DOCUMENT PASSAGE
# Running LED off 9.3 Volts AC

J

#### John Popelish

Jan 1, 1970
0
Dave.H said:
6.75 volts. I must have had the multimeter on AC mode before.
6.75 divided by 390 = 0.0173076923

17 mA. much better.

D

#### Dave.H

Jan 1, 1970
0
I have an upcoming project involving running three LEDs off a single 9
volt battery, what resistors would I need, and would I also need a
capacitor, as in this circuit?

The specifications for the LED's I am planning to use, (the same one's
I used for the radio dial) are

5mm (T1 1/2) round with flange
16,000mcd (typical) output
Water Clear Lens
High Brightness
620 - 625nm Wavelength (Orange-Red)
15o Viewing Angle
Forward voltage, Vf = 2.0V (min), 2.3V (max)

LISTING

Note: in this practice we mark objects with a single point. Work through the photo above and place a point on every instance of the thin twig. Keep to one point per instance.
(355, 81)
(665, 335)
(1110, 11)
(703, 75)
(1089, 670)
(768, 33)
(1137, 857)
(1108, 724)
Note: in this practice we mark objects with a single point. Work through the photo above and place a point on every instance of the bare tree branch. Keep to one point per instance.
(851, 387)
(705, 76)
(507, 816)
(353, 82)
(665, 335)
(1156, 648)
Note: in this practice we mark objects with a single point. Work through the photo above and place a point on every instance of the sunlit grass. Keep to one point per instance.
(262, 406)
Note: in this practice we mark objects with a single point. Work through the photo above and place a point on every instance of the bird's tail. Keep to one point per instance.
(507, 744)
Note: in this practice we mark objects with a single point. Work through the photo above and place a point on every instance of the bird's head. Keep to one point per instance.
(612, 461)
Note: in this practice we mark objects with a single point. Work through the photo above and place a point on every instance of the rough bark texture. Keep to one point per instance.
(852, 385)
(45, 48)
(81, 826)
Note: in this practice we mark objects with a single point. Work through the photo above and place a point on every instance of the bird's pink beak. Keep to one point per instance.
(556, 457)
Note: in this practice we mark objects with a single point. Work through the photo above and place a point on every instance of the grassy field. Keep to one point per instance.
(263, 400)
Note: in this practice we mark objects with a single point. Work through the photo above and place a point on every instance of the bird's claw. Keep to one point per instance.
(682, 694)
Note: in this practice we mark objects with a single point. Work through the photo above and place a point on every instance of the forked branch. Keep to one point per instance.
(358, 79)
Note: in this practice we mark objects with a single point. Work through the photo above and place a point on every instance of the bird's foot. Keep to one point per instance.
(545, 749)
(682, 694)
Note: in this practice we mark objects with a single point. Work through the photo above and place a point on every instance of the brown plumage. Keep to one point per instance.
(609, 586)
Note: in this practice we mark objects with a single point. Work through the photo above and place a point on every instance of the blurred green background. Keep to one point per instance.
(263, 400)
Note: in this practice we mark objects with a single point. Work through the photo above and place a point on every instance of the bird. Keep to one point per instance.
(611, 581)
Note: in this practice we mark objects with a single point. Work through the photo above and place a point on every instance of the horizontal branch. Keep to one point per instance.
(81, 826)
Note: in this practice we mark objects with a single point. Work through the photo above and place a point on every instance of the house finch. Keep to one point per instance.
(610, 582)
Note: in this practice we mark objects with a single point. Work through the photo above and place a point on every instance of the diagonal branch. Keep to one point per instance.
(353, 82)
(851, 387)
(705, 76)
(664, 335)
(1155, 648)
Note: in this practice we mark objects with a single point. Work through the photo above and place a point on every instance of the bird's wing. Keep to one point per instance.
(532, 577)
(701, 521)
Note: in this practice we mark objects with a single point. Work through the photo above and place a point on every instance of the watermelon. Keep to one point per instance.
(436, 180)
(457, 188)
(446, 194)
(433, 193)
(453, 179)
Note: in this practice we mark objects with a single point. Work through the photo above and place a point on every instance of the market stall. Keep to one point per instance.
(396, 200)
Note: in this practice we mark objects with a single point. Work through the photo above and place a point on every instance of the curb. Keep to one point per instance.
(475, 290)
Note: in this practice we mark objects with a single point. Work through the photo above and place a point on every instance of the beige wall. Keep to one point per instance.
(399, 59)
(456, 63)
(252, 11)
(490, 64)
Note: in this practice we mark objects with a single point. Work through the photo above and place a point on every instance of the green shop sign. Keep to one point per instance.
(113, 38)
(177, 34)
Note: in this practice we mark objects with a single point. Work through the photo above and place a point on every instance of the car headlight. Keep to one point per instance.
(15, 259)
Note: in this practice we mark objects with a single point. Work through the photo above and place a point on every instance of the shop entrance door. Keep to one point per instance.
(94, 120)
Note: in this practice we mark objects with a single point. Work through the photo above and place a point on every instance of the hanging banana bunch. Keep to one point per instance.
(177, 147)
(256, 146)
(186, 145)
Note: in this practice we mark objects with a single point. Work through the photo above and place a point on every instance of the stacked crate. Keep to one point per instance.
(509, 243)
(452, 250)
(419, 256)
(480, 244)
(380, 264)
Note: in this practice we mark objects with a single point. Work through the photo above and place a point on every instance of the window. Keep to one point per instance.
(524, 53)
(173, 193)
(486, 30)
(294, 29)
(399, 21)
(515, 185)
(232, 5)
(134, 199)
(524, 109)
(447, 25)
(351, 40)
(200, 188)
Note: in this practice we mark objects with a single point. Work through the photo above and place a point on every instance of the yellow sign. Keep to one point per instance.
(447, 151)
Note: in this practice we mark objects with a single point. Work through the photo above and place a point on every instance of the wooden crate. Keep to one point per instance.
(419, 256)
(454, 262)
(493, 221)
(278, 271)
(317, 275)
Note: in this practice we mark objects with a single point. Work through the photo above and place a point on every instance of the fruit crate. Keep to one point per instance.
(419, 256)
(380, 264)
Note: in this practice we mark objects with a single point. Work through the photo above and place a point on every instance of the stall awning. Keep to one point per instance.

WHAT TO WORK ON
Repeat everything in the LED thread from "The specifications for" down to "(min), 2.3V (max)". The items are separate from the LED thread.

RESPONSE FOR THIS EXERCISE
The specifications for the LED's I am planning to use, (the same one's
I used for the radio dial) are

5mm (T1 1/2) round with flange
16,000mcd (typical) output
Water Clear Lens
High Brightness
620 - 625nm Wavelength (Orange-Red)
15o Viewing Angle
Forward voltage, Vf = 2.0V (min), 2.3V (max)